REQUIRED TASKS
**a.** Repeat the passage of the Speak No Evil review from "The movie doesn’t" up to and including "hell and back.".
**b.** In one to three sentences, explain why, according to the review of Speak No Evil, the characters' lives change even though they emerge victorious.
**c.** Resume the review of Speak No Evil from the point where it stops.

━━━━━ SOURCE

Now, rarely do I feel it’s a good idea to quote Adolf Hitler in any context but in this particular case it might be instructive, even if it carries a remote risk of coming across as provocative. Hitler was alleged to have said that “the strength of a totalitarian state is that it forces those who fear it to imitate it.” In the context of Speak No Evil it serves to underscore that there’s no such thing as a free lunch and in the face of existential crisis, nobody is ever allowed to emerge unchanged. Just as the characters cannot politely talk themselves out of a brutal and gory confrontation with Paddy and Ciara, their lives do change in consequence, even though they emerge victorious. They had to stoop to the level of their adversaries and fight fire with fire in order to ensure their own continuing survival.  And even though it is Ant who murders Paddy with a massive rock in an outburst of cathartic retribution for having his parents taken away from him and his tongue excised in an act of terrifyingly traumatic abuse, all survivors end up affected.  

The movie doesn’t go as far as to show us the aftermath of what happened and only suggests that Agnes might have outgrown her anxieties… which only serves to illustrate that what happened to them made an impact. They won’t be able to have a normal life for a long while. They won’t be as naively trusting as they once were, but most importantly, they will no longer be able to socialize with their snooty liberal friends and hear about their luxury beliefs. How can they listen to their friends talk with faux conviction about their mission to end salmon farming when all they do is talk at a high-class restaurant while having an overpriced quinoa salad? They’ve been to hell and back.

━━━━━━━━━━
━━━━━ RECORDS SHOWN

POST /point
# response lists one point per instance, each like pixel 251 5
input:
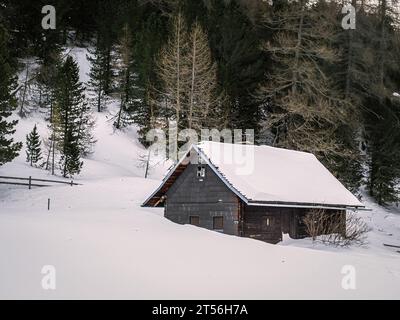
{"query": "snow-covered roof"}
pixel 266 175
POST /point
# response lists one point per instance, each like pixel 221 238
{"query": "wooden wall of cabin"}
pixel 268 223
pixel 205 198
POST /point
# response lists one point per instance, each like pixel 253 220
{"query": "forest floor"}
pixel 102 244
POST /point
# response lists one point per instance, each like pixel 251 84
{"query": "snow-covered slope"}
pixel 102 244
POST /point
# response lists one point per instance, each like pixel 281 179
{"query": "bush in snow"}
pixel 336 229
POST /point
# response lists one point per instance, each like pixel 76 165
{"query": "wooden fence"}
pixel 31 182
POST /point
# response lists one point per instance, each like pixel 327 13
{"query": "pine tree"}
pixel 71 157
pixel 126 80
pixel 203 101
pixel 8 149
pixel 72 132
pixel 173 71
pixel 305 112
pixel 33 150
pixel 46 80
pixel 98 73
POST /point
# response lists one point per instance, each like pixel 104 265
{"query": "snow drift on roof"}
pixel 267 174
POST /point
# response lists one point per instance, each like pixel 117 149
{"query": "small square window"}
pixel 218 223
pixel 266 222
pixel 201 172
pixel 194 220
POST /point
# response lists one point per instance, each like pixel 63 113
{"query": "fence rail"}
pixel 30 180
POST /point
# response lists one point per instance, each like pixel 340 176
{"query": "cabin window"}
pixel 194 220
pixel 201 171
pixel 266 222
pixel 218 223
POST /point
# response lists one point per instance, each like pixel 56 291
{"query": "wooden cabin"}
pixel 251 191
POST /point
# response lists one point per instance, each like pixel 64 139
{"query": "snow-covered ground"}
pixel 102 244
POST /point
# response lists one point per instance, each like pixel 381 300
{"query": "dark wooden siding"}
pixel 282 220
pixel 189 196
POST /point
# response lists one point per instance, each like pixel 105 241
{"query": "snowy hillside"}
pixel 104 245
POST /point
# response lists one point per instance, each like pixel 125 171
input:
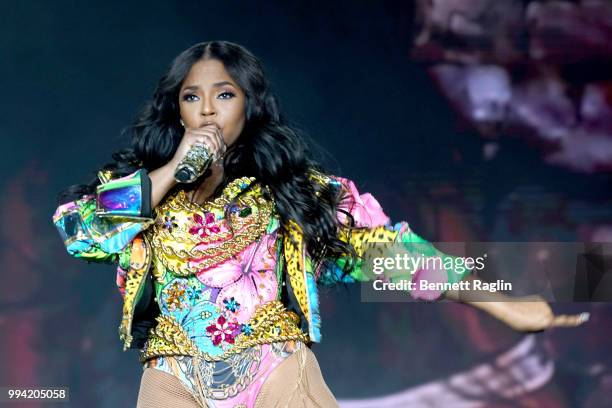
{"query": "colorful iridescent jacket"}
pixel 117 225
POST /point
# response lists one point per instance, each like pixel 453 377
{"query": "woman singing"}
pixel 219 275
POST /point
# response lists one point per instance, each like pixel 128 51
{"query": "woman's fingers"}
pixel 212 137
pixel 570 320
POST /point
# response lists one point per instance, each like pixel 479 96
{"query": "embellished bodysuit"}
pixel 222 328
pixel 226 282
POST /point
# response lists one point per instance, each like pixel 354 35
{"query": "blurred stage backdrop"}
pixel 482 120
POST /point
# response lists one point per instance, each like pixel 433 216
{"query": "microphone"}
pixel 194 164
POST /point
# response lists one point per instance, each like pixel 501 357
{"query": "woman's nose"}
pixel 208 107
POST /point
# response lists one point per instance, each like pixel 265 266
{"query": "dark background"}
pixel 72 74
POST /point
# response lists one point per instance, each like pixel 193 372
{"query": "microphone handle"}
pixel 195 163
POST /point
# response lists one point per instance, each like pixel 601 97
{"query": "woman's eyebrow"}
pixel 215 85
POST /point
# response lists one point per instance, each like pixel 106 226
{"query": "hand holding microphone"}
pixel 198 150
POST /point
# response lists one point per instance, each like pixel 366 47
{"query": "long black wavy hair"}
pixel 269 148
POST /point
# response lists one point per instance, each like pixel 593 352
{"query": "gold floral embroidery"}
pixel 185 253
pixel 270 323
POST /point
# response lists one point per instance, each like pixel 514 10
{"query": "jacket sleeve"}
pixel 98 227
pixel 376 227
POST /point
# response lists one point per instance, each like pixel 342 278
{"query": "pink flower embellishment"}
pixel 223 330
pixel 204 226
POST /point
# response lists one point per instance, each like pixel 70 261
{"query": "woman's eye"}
pixel 231 94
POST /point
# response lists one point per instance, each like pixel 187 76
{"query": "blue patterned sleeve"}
pixel 98 227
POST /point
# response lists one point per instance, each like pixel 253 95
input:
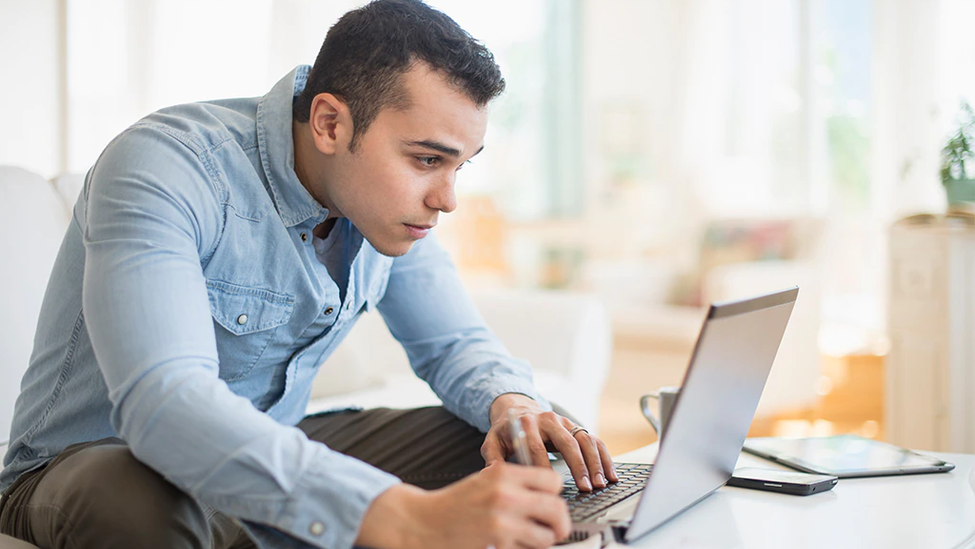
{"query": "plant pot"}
pixel 960 190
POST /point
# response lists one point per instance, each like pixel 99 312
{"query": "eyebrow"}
pixel 437 146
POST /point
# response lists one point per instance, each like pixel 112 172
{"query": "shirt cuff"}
pixel 478 412
pixel 328 511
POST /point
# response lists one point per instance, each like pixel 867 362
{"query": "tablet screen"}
pixel 840 455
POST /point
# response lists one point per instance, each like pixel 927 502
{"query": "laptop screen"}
pixel 712 413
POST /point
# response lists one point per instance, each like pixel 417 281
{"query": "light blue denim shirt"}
pixel 187 313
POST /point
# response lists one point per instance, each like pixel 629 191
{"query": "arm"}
pixel 153 211
pixel 429 311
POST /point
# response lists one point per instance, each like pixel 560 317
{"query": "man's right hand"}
pixel 505 506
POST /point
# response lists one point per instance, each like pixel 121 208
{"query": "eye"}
pixel 429 161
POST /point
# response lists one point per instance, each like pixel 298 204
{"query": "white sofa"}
pixel 565 336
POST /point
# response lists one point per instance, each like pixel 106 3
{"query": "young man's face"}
pixel 402 173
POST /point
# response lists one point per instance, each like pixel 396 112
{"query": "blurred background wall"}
pixel 661 154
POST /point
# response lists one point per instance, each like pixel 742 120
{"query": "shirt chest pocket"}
pixel 245 321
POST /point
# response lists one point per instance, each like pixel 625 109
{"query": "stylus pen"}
pixel 518 439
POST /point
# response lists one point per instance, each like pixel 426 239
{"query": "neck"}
pixel 305 155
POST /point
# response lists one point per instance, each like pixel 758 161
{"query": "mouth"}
pixel 418 231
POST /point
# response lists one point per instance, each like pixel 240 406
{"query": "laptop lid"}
pixel 714 409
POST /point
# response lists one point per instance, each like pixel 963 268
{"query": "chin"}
pixel 392 249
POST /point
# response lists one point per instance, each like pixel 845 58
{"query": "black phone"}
pixel 785 482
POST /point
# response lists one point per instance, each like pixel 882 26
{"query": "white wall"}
pixel 29 111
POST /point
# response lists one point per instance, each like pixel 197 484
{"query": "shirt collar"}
pixel 274 138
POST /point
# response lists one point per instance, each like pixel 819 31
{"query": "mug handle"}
pixel 647 413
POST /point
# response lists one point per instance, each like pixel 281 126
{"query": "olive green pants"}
pixel 98 495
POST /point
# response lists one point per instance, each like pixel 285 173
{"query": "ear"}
pixel 331 123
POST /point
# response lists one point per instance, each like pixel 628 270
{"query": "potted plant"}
pixel 958 159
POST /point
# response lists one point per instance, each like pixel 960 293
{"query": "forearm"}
pixel 388 523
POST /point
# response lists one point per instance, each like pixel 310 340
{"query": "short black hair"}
pixel 366 52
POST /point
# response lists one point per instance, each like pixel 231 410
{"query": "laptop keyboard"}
pixel 585 505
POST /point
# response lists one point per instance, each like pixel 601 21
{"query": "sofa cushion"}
pixel 33 219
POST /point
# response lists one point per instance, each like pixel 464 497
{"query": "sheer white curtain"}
pixel 130 57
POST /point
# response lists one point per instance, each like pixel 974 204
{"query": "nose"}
pixel 441 196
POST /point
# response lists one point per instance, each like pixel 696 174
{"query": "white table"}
pixel 933 511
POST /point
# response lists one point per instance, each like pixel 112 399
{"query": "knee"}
pixel 107 498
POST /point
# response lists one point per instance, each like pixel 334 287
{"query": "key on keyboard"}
pixel 583 505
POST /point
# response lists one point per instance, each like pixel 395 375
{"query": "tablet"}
pixel 845 456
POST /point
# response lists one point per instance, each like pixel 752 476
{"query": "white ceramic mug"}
pixel 665 398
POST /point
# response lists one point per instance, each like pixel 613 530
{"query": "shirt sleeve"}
pixel 427 308
pixel 154 209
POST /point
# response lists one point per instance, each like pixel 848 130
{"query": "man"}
pixel 217 255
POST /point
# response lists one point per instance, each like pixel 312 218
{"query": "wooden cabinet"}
pixel 931 324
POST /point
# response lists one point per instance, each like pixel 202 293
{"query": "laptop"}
pixel 708 424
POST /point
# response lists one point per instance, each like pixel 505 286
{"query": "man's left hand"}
pixel 587 456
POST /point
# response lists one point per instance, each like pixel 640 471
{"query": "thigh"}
pixel 97 495
pixel 428 447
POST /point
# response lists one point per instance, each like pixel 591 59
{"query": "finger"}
pixel 568 446
pixel 607 461
pixel 590 452
pixel 536 446
pixel 493 448
pixel 549 511
pixel 534 478
pixel 532 535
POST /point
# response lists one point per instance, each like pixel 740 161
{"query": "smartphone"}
pixel 785 482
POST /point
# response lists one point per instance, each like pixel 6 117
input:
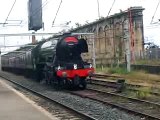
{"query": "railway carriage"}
pixel 57 60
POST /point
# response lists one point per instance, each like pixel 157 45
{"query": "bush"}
pixel 118 71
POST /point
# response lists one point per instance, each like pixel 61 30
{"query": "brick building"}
pixel 111 34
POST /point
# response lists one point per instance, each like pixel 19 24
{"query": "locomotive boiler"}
pixel 56 60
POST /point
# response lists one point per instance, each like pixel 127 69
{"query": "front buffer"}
pixel 75 77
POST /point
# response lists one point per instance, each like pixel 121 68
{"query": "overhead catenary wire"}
pixel 9 13
pixel 57 13
pixel 155 12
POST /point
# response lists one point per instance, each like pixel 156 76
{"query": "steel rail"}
pixel 118 105
pixel 112 84
pixel 49 99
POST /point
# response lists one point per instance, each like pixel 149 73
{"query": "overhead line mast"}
pixel 9 13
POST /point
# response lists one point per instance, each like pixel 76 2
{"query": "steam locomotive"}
pixel 56 60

━━━━━━━━━━

WRITTEN ANSWERS
**a.**
The movie doesn’t go as far as to show us the aftermath of what happened and only suggests that Agnes might have outgrown her anxieties… which only serves to illustrate that what happened to them made an impact. They won’t be able to have a normal life for a long while. They won’t be as naively trusting as they once were, but most importantly, they will no longer be able to socialize with their snooty liberal friends and hear about their luxury beliefs. How can they listen to their friends talk with faux conviction about their mission to end salmon farming when all they do is talk at a high-class restaurant while having an overpriced quinoa salad? They’ve been to hell and back.

**b.** The characters could not politely talk their way out of a brutal confrontation with Paddy and Ciara. To survive, they had to stoop to their adversaries' level and fight fire with fire.

**c.**
This in my opinion presents a slightly different social commentary than the original Danish movie because it just doesn’t end with acknowledging that your politeness will be interpreted as weakness by those who choose to do so and if you are genuinely harmless, you may find yourself staring at the business end of a sharp object wielded by someone bent on hurting you and those you care about. James Watkins’s remake suggests that there is after all a way to fight against those who choose to invade your life, but that it will come at a price. Maybe you can even map this commentary over top of the current sociopolitical landscape more directly. After all, Paddy and Ciara are easily identifiable as rural MAGA-type radical conservatives who’d vote Republican in America or Reform in the UK. Equally, Ben and Louise are textbook champagne socialists and harmless big city liberals who have spent their lives insulated from peril by wealth.

Maybe the lesson of the remake is to remember that a day might come where your beliefs will be put to the test and the only way you can come out alive from this confrontation is by adopting the features of what you fear. It is by no means an invitation to start a civil war, I don’t think, but at least a reminder that if a civil war were to happen, you might come out alive only when you surrender your own luxury beliefs and take care of business. Which is in its own way a rather nihilistic outlook, so maybe after all, the Watkins-directed remake and the Tafdrup-directed original have more in common than I thought two thousand words ago… But I can tell that as far as experiences go, I prefer the remake. You just can’t go wrong looking at James McAvoy channeling his inner Jack Nicholson. Also, I think that two versions of Funny Games are enough for the world to carry so at least this movie looks a bit fresher, even if some would see it as unnecessarily Hollywoodized.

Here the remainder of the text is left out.